• _GIVEN EXERCISE 1_
In the Humboldt scraper pull request thread below, which command does the reviewer suggest for showing the directory tree produced in the cache directory?
• _GIVEN EXERCISE 2_
Write a continuation of the Humboldt scraper pull request thread that follows its final line.

• _DOCUMENT EXTRACT_
###
Added The scraper for Humboldt with successful pre-commit run #48

naumansharifwork · 2024-07-24T11:05:13Z

No description provided.

naumansharifwork · 2024-07-24T11:05:57Z

Hey @zstumgoren please review this one as well Thanks.

zstumgoren · 2024-07-24T16:52:52Z

@naumansharifwork Checks look good! I should have asked on the last go-round, but could you post a snippet in this thread showing the directory tree structure produced in the cache directory (e.g. using tree command, along with a small sample of records in the final JSON output from scrape_meta? A main goal for us is to retain information about the linkage between assets (videos, audio, pdfs, etc.) and the associated case information, and a visual inspection of the output is one easy way to verify that everything works as expected.

naumansharifwork · 2024-07-24T17:02:02Z

@zstumgoren here is a screenshot of tree

Also i am uploading meta json
ca_humboldt_pd.json

zstumgoren · 2024-07-24T17:43:24Z

@naumansharifwork This is a great start. A few things we'll need to change are documented below, which admittedly lack clarity in the documentation.

`panel_code` clarification

I'm unclear on the meaning of the panel_code field. Is this supposed to be penal_code? And if so, it appears to be used inconsistently: Some early records contain information about the state criminal penal code, which would make sense if this is indeed capturing that type of data. But in other spots the fields appears to contain the date-of-release under which these case files appear to be listed. Could you clarify the usage and intent?

"panel_code": "832.7 (b)(1)(A)(i)",
vs
"panel_code": "201604167"

Parent page

The parent_page should provide the relative path to a local copy of the HTML (in cache) where the asset_url was harvested. For example, the parent_page for the below entry from ca_humboldt_pd.json ...
###
• _RECORDED INFORMATION_
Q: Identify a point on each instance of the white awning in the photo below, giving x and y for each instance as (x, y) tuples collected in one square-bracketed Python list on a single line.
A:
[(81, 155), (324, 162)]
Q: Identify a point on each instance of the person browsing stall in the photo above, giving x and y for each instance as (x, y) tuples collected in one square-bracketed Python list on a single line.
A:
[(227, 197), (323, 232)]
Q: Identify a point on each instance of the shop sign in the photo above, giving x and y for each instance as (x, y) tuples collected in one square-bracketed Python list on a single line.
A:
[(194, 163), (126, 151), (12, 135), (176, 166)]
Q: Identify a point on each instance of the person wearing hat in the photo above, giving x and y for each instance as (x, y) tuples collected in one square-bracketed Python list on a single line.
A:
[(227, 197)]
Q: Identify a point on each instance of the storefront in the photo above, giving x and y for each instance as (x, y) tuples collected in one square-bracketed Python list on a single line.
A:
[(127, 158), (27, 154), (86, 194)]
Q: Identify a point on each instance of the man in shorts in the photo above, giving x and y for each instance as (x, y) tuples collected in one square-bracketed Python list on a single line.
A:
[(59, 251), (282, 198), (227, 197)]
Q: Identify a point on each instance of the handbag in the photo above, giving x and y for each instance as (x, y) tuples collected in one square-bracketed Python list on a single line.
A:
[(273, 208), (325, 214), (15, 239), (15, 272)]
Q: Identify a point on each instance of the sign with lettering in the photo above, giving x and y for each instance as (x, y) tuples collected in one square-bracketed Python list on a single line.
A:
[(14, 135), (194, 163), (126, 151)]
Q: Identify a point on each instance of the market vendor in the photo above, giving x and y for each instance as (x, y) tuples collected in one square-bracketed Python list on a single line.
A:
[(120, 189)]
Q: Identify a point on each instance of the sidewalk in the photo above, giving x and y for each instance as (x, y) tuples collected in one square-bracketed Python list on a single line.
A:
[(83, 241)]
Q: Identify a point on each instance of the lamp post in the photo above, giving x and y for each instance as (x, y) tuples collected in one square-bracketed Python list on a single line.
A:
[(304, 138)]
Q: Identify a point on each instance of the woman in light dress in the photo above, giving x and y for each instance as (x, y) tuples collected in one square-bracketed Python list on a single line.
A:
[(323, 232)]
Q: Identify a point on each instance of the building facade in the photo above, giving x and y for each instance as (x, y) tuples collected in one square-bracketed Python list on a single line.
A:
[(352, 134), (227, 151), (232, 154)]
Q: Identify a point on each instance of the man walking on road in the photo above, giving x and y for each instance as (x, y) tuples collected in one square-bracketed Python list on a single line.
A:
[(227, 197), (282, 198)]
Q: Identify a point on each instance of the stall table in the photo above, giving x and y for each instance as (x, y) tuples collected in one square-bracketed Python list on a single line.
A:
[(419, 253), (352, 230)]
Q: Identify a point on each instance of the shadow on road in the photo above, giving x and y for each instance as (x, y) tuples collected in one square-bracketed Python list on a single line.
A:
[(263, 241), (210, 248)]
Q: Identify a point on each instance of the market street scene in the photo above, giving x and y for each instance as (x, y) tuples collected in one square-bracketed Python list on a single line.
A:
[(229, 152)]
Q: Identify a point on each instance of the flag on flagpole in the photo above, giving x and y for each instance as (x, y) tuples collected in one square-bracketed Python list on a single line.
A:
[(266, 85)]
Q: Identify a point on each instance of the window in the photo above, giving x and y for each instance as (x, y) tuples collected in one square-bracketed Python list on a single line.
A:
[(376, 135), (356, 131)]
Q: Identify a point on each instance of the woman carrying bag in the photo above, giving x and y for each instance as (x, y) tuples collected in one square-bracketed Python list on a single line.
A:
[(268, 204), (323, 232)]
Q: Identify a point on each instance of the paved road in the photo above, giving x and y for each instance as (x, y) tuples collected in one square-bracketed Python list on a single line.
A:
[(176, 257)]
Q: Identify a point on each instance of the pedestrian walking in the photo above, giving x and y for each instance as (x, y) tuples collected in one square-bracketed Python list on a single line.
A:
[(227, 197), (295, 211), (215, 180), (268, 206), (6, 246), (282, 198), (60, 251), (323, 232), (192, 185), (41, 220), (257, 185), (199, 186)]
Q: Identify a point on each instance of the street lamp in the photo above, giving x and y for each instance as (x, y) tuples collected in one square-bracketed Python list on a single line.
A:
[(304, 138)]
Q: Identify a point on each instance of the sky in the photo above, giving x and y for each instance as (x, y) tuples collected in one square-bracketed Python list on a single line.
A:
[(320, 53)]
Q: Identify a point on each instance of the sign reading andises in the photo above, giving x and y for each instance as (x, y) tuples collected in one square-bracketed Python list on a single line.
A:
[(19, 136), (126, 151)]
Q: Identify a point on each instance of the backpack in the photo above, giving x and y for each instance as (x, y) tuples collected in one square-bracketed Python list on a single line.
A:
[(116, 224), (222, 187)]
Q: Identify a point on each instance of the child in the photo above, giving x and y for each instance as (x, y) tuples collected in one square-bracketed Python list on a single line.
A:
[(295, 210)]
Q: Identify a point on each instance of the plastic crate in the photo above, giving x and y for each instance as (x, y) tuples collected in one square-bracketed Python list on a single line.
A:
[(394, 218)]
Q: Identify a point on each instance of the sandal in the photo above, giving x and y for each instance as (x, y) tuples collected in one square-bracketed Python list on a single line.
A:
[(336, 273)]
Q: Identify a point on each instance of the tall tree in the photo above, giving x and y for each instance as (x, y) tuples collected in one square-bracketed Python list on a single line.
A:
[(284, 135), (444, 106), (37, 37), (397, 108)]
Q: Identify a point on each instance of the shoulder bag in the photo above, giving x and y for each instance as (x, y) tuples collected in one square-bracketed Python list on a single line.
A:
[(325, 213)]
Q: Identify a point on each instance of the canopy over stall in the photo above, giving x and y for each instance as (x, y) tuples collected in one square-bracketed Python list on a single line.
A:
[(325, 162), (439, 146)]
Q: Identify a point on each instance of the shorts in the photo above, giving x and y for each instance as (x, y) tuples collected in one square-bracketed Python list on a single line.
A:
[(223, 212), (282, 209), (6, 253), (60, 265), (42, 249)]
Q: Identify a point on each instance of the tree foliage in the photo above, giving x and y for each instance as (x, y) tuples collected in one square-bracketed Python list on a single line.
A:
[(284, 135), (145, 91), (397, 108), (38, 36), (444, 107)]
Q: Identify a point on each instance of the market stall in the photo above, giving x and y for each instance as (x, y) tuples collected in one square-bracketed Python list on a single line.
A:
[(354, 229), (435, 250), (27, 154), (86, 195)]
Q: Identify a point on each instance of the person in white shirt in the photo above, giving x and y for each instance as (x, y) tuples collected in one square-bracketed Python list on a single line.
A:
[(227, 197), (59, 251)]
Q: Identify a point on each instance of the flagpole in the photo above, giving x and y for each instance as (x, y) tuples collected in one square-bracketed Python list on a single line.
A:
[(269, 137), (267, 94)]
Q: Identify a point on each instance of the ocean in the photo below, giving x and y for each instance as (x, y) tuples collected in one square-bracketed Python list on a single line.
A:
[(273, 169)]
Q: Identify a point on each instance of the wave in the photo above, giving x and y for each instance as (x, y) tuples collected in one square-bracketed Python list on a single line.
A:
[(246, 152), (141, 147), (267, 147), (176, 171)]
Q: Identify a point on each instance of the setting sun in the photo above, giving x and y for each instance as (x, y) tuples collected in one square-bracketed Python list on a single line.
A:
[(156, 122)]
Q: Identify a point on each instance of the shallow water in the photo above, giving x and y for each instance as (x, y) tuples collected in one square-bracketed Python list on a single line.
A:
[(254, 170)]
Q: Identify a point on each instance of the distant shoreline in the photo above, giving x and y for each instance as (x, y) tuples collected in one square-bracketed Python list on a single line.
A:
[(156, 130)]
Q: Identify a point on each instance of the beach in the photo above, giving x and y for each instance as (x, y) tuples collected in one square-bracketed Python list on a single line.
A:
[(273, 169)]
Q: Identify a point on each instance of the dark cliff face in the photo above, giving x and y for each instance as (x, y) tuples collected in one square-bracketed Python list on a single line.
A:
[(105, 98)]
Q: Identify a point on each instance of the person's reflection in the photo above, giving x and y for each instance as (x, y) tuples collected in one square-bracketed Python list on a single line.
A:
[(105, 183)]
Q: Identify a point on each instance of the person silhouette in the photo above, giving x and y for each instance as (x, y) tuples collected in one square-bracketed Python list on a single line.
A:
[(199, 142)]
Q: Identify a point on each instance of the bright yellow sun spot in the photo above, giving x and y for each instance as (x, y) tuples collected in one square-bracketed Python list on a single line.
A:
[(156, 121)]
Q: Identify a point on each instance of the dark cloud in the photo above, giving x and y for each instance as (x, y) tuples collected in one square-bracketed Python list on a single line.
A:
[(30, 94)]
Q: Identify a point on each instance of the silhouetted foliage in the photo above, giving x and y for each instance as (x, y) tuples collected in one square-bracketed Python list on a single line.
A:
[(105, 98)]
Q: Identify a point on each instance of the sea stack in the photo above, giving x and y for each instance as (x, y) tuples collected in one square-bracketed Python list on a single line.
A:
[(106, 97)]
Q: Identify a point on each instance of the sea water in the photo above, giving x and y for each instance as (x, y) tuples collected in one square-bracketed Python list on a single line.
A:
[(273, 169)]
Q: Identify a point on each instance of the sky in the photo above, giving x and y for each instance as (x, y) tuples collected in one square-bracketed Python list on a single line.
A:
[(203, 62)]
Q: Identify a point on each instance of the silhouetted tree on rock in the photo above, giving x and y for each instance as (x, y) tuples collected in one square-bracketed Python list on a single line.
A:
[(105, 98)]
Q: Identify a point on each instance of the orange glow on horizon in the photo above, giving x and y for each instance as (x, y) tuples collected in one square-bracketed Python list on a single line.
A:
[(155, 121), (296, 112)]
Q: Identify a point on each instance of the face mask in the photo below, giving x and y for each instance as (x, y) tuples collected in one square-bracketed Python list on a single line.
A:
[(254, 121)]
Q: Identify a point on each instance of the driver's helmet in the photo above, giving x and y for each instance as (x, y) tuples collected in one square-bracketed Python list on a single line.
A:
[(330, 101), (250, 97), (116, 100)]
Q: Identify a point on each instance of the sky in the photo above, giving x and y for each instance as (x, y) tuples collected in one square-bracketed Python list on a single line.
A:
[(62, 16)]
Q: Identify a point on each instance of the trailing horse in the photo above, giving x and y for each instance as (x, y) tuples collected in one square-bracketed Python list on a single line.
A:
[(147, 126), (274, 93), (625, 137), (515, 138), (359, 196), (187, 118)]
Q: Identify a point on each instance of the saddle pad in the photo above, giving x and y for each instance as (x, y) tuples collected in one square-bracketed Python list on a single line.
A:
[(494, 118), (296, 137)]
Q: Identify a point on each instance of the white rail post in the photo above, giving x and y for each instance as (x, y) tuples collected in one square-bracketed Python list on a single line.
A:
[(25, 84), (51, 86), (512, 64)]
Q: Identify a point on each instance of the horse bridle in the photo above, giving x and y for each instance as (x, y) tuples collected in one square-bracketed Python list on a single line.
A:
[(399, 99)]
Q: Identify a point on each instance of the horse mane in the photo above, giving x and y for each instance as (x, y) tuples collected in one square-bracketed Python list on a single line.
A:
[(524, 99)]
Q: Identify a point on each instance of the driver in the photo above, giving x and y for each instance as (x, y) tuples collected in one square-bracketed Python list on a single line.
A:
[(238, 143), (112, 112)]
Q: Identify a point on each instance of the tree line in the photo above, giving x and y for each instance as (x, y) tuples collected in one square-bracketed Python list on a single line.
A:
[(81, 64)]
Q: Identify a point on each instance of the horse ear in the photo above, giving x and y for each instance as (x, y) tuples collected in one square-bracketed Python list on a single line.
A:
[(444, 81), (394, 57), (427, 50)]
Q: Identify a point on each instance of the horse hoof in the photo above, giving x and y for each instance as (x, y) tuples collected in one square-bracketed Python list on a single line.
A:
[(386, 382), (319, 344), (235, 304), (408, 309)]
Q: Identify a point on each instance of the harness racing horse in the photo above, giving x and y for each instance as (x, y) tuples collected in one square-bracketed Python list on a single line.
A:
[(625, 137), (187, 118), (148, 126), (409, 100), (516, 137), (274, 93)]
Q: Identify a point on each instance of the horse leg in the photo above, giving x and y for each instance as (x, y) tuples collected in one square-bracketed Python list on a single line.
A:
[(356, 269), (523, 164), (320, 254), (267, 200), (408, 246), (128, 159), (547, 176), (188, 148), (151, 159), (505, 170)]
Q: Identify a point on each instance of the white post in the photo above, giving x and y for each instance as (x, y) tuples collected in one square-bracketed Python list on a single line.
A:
###
• _TASK ANSWER 1_
The tree command.

• _TASK ANSWER 2_
    {
        "title": "201604167_143761 OUTSIDE AGENCY Redacted.mp3 - NextRequest - Modern FOIA & Public Records Request Software",
        "panel_code": "201604167",
        "parent_page": "https://humboldtgov.nextrequest.com/documents/13365423",
        "asset_url": "https://humboldtgov.nextrequest.com/documents/13365423/download",
        "name": "201604167_143761 OUTSIDE AGENCY Redacted.mp3"
    },

...should be something like ca_humboldt_pd/SB-1421-AB-748-Information.html, which appears to contain the links to this and other NextRequest URLs on the AUDIO/VIDEO RELEASES tab.

There's some gray area here since technically speaking, the download link in asset_url lives on a dedicated page over on NextURL. But again, it's important for us to preserve a connection between the link-to-download and the HTML page (where available) that lists all files associated with a case.

I'd be open to expanding our schema to handle this situation, which I imagine may crop up with other agencies. For example, you could update parent_page as described above, but also add a download_page URL. Feel free to do that if it's not too much trouble.

File tree

When organizing files, the most helpful strategy is to save them in a directory tree associated with their parent page + case number or other unique identifying information (as opposed to, say, the penal code related to the case). Humboldt appears to list cases by their release date (or perhaps it's the date of the incident?). In any event, that appears to the be the ideal way to organize related case files/assets together.

Here's an example of an alternate way to organize the files for Humboldt that would greatly help with our downstream processing:

ca_humboldt_pd/
ca_humboldt_pd/SB-1421-AB-748-Information.html # parent_page
ca_humboldt_pd/201504289/ # This folder contains files listed on the above "parent_page"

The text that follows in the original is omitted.